__Work to be completed__
Print the lines in the listing below that fall between the line with "TARGET = plate of rice" and the line with "TASK = point to the chicken", those two lines included, exactly as they stand and with nothing else.

__Stored data__
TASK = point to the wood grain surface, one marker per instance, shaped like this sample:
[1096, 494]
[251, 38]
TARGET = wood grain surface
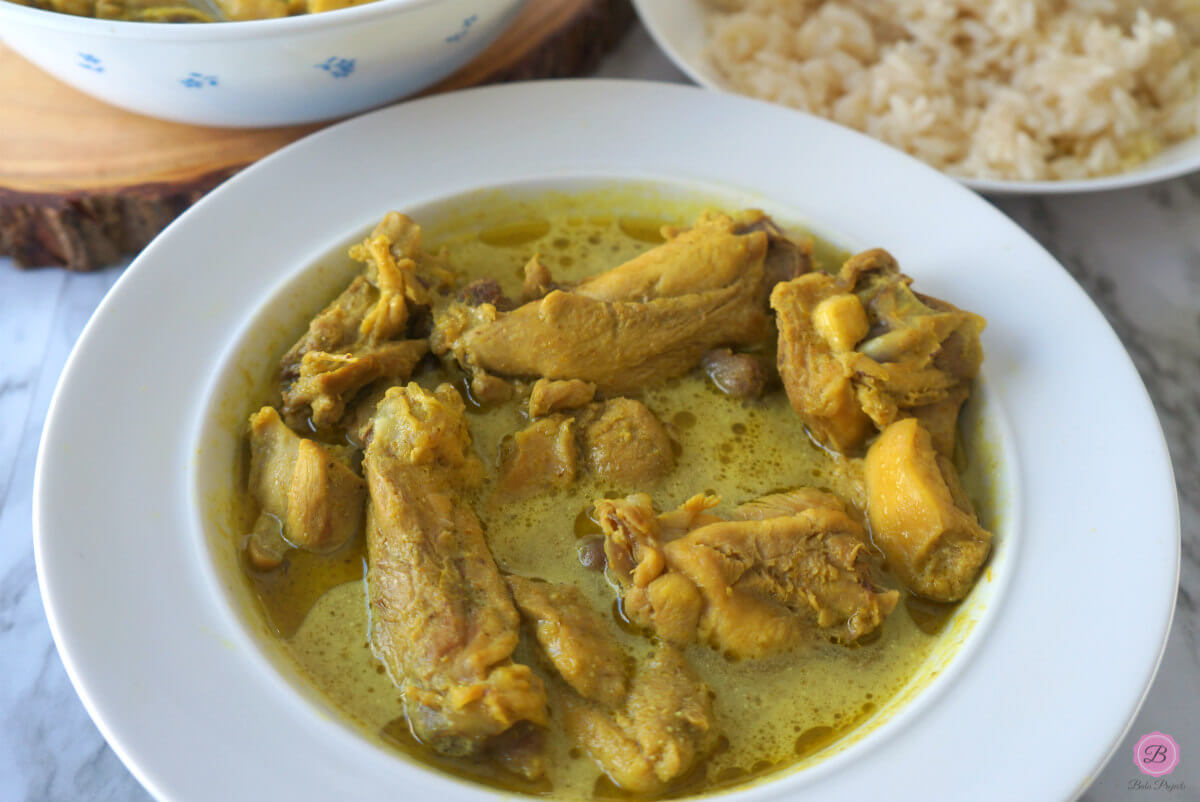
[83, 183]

...

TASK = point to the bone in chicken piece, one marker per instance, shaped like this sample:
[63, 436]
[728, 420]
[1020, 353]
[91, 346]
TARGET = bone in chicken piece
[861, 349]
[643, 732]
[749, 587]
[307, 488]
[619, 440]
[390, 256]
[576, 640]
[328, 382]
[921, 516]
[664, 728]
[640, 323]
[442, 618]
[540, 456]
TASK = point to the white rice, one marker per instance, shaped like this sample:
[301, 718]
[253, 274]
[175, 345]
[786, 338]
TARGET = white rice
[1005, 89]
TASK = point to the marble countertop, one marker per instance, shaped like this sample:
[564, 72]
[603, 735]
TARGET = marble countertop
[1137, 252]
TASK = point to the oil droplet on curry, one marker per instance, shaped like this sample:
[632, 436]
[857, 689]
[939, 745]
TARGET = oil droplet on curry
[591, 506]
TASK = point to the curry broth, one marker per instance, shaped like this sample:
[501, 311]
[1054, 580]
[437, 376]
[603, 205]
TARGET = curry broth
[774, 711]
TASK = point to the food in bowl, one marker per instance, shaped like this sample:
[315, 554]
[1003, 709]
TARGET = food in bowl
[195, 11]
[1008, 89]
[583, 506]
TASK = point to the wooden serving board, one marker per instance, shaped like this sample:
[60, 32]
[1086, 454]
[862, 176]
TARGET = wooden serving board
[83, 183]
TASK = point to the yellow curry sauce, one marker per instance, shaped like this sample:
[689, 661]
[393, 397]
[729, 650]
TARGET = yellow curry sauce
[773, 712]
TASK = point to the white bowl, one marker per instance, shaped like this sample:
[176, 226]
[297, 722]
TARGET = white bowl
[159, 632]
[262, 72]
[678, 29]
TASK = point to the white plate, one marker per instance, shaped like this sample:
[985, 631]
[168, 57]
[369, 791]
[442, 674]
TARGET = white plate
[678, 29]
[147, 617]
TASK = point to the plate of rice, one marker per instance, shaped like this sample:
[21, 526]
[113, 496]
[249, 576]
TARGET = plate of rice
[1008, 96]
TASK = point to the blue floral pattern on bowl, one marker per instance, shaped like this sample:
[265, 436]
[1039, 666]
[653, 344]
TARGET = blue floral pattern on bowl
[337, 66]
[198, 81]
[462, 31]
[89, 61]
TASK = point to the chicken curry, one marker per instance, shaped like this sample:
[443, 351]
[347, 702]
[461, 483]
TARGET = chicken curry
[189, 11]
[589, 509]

__Expected output__
TARGET = plate of rice
[1008, 96]
TASK = point to the blue floral pattern on bowl, one marker per instance, shaped like this sample:
[265, 436]
[1039, 666]
[653, 344]
TARGET = blue floral pattern on bowl
[337, 66]
[198, 81]
[462, 31]
[89, 61]
TASK = point to the chicken curry, one marker per instance, shaped like this sample:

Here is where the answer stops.